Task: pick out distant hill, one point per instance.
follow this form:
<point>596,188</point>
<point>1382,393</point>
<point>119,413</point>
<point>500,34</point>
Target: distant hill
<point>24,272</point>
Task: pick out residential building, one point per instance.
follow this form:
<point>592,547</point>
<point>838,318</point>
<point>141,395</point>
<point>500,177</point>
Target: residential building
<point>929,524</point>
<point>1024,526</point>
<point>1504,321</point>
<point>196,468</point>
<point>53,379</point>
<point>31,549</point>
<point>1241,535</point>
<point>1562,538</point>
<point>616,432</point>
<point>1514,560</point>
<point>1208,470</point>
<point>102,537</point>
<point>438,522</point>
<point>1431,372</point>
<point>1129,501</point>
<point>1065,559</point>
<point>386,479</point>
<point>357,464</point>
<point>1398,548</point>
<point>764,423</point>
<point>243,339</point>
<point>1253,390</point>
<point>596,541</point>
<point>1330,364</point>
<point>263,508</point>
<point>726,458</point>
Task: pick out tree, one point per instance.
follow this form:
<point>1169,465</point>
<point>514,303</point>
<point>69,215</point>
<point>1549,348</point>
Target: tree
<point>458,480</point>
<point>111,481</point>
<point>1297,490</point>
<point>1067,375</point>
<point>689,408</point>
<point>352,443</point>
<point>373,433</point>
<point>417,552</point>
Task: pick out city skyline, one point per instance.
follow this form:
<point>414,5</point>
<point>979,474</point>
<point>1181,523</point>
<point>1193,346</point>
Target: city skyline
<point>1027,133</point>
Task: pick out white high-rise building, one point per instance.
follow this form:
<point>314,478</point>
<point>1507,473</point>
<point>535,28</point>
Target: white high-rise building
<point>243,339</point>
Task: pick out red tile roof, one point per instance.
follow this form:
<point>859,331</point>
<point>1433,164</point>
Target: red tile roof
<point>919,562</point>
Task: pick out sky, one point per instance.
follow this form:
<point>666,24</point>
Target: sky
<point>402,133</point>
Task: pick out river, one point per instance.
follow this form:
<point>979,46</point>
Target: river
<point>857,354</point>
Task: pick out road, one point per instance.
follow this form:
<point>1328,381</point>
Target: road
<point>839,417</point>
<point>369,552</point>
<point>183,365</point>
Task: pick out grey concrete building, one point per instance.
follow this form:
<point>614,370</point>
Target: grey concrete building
____
WHAT IS NEEDED. What is the number of lines in the listing that contain the word "concrete"? Give that number and nothing else.

REPLY. 2